So I grew up through that, and then God got a hold of me at age 19. And I was working in the shop, I was an apprentice machinist at the time, and I finished out my apprenticeship, and I became a journeyman by the time I was age 21. And when God got a hold of me, I took that career path that I think a lot of people think they should take when you become zealous for the Lord, and that's either being a pastor, a missionary, a youth worker, or any of those things. So I ended up actually running away from home, in a way, and ended up in California. I went to school out there, and then worked in a large megachurch as a college pastor, had a pretty severe burnout experience. Ended up going to Regent College because people said, "You're meant to be a pastor so you need to go up there and get some theological training." And in the midst of a class up there, I took one of those classes that they look at your gifts, your talents, what color is your parachute. [chuckle] And the results of the class came back and it said, "You're uniquely qualified to run a small, family-run manufacturing business." [chuckle]

LA: You're kidding me!

DH: I am not kidding! I wanted to scream. And I went home and I told my wife that, and she started to cry 'cause she was pregnant with our first son, and she said, "Let's go home." But she's from California, so she thought home was... Wisconsin was “Little House on the Prairie” home. No idea that we were stepping back into the storm. But Regent allowed me to do a Master's project on how do you... What effect would it be on the family and the family business if you brought biblical values into this very messy environment that I call our family business? So coming back was a total act of obedience. [chuckle] And I think, I look back on it, 'cause that was 29 years ago, I look back and I say, "You know, that was the one hole in my faith that I said, 'Lord, I've seen You work in Inner City LA. I've seen You work in Mexico, because my wife, and I were doing short-term mission trips. "I believe You can work anywhere in the world, but I don't know if You can really work in our family business and my family." And so I think it was a real hole in my faith that I needed to know if God could be relevant, even in this environment, in a blue-collar, grubby grimy machine shop.

RECORDS PROVIDED:
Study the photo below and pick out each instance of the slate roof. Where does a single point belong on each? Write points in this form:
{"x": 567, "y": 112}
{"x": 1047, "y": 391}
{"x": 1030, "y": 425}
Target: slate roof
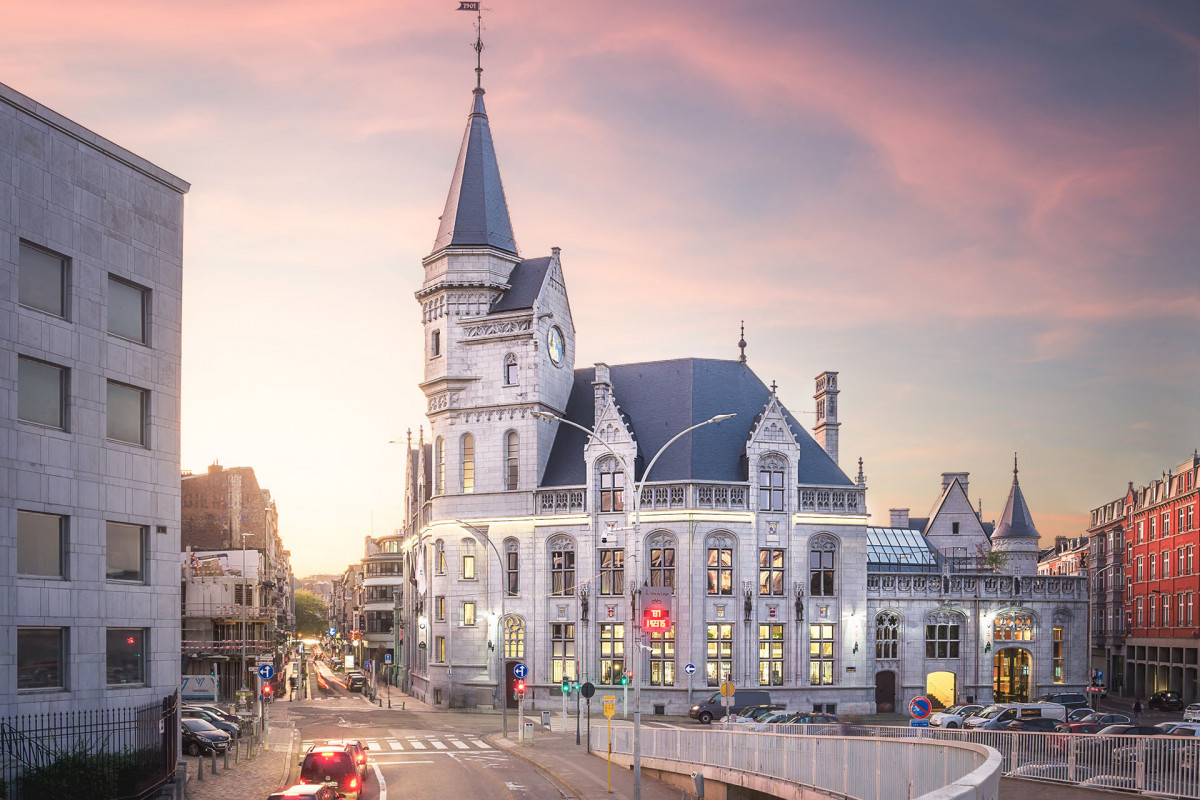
{"x": 1017, "y": 522}
{"x": 659, "y": 400}
{"x": 477, "y": 212}
{"x": 525, "y": 283}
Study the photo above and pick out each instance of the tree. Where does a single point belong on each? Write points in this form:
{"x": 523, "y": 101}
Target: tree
{"x": 311, "y": 614}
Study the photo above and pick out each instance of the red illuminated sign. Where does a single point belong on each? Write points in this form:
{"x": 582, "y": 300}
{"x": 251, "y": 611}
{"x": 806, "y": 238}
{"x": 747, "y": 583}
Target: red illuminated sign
{"x": 657, "y": 619}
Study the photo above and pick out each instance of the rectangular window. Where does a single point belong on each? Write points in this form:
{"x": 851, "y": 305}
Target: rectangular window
{"x": 612, "y": 491}
{"x": 771, "y": 655}
{"x": 126, "y": 413}
{"x": 43, "y": 281}
{"x": 612, "y": 572}
{"x": 41, "y": 542}
{"x": 562, "y": 654}
{"x": 771, "y": 489}
{"x": 821, "y": 641}
{"x": 514, "y": 573}
{"x": 942, "y": 641}
{"x": 126, "y": 310}
{"x": 1056, "y": 655}
{"x": 771, "y": 572}
{"x": 126, "y": 656}
{"x": 720, "y": 571}
{"x": 719, "y": 662}
{"x": 562, "y": 573}
{"x": 663, "y": 657}
{"x": 125, "y": 552}
{"x": 40, "y": 662}
{"x": 41, "y": 394}
{"x": 612, "y": 653}
{"x": 663, "y": 566}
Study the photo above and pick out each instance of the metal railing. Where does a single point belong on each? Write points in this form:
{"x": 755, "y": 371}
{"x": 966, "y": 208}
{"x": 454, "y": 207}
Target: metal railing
{"x": 1161, "y": 764}
{"x": 851, "y": 767}
{"x": 120, "y": 753}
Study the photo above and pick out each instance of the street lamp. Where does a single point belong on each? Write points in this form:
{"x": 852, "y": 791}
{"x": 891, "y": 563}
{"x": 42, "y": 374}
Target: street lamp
{"x": 637, "y": 561}
{"x": 501, "y": 672}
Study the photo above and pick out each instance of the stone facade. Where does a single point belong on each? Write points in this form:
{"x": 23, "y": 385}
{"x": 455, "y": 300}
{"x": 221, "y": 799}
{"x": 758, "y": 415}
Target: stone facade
{"x": 111, "y": 224}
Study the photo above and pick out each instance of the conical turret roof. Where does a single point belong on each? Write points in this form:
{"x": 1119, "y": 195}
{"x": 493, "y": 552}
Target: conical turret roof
{"x": 1017, "y": 522}
{"x": 477, "y": 214}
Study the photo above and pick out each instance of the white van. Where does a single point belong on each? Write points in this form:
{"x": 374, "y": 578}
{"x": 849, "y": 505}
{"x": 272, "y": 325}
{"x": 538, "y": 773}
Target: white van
{"x": 995, "y": 717}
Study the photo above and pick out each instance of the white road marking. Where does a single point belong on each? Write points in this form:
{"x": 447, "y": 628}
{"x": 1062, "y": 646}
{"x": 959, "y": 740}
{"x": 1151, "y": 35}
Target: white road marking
{"x": 383, "y": 785}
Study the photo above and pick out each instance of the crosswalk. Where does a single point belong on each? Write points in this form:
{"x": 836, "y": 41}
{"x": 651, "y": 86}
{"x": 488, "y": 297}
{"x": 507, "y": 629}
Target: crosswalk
{"x": 429, "y": 744}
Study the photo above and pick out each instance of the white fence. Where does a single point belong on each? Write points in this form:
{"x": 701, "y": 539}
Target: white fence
{"x": 852, "y": 767}
{"x": 1168, "y": 765}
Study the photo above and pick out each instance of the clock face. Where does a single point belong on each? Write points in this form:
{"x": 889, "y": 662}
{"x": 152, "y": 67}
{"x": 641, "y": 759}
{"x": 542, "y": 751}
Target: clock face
{"x": 555, "y": 346}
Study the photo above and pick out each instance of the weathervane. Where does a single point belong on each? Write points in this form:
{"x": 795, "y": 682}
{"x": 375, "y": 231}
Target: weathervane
{"x": 473, "y": 5}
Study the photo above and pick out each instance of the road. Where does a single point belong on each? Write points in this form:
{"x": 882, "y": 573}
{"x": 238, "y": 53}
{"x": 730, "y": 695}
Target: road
{"x": 419, "y": 755}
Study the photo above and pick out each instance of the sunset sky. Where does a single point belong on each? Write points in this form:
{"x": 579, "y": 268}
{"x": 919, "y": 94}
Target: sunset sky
{"x": 984, "y": 215}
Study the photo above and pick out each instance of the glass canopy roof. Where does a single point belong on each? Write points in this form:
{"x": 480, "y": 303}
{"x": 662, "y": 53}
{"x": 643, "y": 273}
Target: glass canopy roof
{"x": 899, "y": 549}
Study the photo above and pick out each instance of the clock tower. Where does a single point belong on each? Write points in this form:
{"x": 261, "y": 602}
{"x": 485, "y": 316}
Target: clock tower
{"x": 499, "y": 341}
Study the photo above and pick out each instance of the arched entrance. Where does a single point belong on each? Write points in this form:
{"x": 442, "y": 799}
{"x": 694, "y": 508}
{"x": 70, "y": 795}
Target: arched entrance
{"x": 1011, "y": 675}
{"x": 885, "y": 692}
{"x": 941, "y": 689}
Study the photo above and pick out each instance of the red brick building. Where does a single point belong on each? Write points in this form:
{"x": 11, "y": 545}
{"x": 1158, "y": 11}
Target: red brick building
{"x": 1162, "y": 583}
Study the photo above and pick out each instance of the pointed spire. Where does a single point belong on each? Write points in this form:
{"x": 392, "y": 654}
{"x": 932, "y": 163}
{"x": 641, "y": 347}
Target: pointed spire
{"x": 1017, "y": 522}
{"x": 477, "y": 215}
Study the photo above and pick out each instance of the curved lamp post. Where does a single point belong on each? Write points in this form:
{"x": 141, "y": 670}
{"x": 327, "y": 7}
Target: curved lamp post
{"x": 637, "y": 561}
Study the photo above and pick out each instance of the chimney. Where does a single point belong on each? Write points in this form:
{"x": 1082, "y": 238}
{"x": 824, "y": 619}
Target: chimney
{"x": 949, "y": 477}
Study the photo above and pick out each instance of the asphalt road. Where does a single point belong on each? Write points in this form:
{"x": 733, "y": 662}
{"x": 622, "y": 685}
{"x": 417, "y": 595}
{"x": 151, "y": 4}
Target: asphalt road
{"x": 417, "y": 755}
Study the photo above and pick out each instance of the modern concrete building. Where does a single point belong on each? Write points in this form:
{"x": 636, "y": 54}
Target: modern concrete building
{"x": 90, "y": 298}
{"x": 551, "y": 503}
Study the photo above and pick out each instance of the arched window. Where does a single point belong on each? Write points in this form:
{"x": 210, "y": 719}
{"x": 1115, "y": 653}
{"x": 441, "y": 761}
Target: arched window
{"x": 822, "y": 566}
{"x": 562, "y": 566}
{"x": 887, "y": 635}
{"x": 468, "y": 463}
{"x": 1013, "y": 626}
{"x": 511, "y": 567}
{"x": 612, "y": 485}
{"x": 772, "y": 469}
{"x": 439, "y": 465}
{"x": 511, "y": 459}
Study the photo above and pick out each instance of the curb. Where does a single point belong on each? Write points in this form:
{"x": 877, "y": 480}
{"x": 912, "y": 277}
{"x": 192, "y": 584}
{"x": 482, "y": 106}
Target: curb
{"x": 492, "y": 740}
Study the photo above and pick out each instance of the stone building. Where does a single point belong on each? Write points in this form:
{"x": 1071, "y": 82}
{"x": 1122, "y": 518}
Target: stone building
{"x": 550, "y": 501}
{"x": 91, "y": 268}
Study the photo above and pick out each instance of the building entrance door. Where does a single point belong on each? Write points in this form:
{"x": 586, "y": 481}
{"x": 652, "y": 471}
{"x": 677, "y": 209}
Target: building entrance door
{"x": 1011, "y": 675}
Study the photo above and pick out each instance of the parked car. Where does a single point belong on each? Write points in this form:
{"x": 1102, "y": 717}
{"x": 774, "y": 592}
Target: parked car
{"x": 1165, "y": 701}
{"x": 1069, "y": 701}
{"x": 353, "y": 746}
{"x": 199, "y": 738}
{"x": 711, "y": 709}
{"x": 954, "y": 716}
{"x": 331, "y": 765}
{"x": 219, "y": 722}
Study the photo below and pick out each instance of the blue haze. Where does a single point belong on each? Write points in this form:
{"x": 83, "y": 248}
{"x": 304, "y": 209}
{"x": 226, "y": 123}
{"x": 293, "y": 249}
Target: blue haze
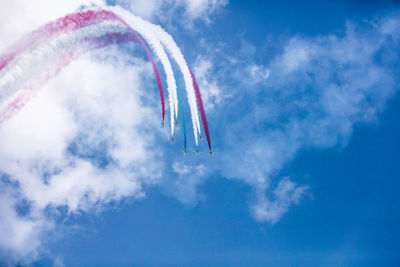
{"x": 350, "y": 213}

DIRECTIONS FOR THIS TASK: List every geographic location (state, region, city, or country) named in the interview excerpt, each once.

EXERCISE OUTPUT:
- California
- Wisconsin
- Inner City LA
- Mexico